>> Start Input

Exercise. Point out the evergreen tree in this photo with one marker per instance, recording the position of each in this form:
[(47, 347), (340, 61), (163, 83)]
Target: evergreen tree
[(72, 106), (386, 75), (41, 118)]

>> End Input
>> Start Input

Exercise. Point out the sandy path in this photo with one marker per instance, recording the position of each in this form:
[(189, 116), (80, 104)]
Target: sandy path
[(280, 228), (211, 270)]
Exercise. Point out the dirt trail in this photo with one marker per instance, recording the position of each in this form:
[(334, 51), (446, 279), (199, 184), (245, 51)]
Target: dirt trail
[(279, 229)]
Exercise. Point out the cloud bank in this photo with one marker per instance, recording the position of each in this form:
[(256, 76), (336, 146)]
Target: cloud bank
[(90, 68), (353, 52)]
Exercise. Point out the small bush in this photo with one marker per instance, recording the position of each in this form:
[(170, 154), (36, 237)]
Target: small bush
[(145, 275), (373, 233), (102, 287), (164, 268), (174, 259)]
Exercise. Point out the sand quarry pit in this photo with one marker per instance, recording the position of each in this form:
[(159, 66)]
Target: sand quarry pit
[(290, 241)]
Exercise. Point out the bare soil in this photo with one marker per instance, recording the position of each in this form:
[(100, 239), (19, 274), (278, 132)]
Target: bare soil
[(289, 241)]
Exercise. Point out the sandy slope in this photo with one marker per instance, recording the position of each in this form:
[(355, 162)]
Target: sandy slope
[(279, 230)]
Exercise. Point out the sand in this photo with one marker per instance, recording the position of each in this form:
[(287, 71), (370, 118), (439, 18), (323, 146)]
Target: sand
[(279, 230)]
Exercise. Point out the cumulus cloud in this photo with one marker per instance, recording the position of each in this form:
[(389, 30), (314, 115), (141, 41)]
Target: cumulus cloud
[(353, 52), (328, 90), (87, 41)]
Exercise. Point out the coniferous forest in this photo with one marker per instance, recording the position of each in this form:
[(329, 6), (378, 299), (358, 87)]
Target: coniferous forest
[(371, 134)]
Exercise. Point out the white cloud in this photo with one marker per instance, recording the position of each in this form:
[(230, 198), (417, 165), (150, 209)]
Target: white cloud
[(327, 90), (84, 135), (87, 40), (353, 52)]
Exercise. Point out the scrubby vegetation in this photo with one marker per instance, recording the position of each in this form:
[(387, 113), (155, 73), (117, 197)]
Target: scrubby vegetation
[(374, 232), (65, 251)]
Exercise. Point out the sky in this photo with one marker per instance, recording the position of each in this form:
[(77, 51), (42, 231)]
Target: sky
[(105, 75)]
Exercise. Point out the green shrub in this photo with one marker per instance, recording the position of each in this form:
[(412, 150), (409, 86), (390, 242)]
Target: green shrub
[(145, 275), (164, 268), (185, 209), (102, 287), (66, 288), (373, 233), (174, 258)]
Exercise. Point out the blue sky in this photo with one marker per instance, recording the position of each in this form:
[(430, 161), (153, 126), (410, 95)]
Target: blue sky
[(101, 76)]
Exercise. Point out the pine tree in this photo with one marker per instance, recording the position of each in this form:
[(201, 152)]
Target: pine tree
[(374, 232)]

>> End Input
>> Start Input

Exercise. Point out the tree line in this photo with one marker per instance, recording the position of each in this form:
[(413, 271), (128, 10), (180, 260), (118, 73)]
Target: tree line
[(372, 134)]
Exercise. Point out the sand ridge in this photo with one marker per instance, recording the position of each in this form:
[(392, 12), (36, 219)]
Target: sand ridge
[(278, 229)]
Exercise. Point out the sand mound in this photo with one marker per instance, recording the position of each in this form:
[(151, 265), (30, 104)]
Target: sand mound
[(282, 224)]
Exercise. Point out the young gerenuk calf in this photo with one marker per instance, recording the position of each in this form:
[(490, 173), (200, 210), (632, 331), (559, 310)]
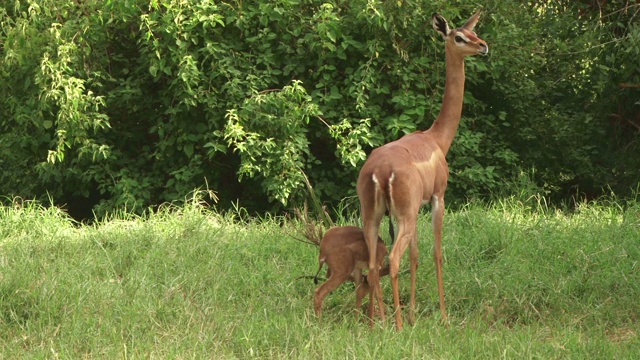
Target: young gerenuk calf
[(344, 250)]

>> End Input

Copy word for word every line of the records from the one containing "Exercise. Point out the sand mound" down to the one containing "[(344, 250)]", with both of those lines included. Leave the pictures out of your copy.

Exercise. Point out the sand mound in this photo with one marker per instance, recording the position of each in this form:
[(151, 265), (30, 104)]
Target: sand mound
[(282, 224)]
Exercise. Point out the young gerenuk calf in this photo with one marker per instance, recording the position of each in this form:
[(490, 173), (200, 210), (632, 331), (559, 310)]
Target: young gerenuk calf
[(344, 250)]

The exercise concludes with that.